+++ Supplied data +++

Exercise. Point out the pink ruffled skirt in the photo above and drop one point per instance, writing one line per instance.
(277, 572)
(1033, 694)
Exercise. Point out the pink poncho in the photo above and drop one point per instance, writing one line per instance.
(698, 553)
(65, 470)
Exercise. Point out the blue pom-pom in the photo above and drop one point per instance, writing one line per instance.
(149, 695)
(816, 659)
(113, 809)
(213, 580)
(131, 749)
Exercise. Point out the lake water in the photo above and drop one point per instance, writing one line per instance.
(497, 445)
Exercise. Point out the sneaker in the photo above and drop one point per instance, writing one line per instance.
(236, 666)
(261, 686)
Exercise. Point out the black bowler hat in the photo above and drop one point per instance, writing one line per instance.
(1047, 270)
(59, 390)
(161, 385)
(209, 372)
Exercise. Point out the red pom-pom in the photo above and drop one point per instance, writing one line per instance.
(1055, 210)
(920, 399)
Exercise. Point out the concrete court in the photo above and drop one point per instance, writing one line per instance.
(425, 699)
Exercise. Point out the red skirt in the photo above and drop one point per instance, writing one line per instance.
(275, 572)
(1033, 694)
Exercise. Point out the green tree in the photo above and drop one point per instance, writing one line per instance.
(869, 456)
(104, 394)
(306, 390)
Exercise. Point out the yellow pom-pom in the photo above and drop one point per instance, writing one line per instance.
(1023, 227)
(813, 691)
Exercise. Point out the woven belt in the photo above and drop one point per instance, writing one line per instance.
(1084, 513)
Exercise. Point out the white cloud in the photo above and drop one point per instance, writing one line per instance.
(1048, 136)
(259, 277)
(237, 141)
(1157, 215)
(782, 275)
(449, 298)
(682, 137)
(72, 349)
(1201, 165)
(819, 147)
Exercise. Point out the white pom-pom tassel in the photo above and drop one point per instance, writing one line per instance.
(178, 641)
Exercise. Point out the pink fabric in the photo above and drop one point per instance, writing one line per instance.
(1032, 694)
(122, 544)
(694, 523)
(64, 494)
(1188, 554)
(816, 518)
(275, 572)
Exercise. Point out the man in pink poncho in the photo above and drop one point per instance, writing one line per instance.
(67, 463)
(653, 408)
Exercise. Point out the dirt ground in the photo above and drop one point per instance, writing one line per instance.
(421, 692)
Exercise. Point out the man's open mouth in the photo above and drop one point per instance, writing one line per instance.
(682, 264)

+++

§ Task instructions: From the line that contains "Exercise. Point out the dirt" down to the last line of the listing above, repeat each line exactly, and include nothing else.

§ Solved exercise:
Exercise. Point out the dirt ground in the photo above and drop one point per instance, writing one line per instance.
(421, 692)
Exercise. Point out the man's open mouth in the photo above and drop one point per instance, writing one line per instance.
(682, 264)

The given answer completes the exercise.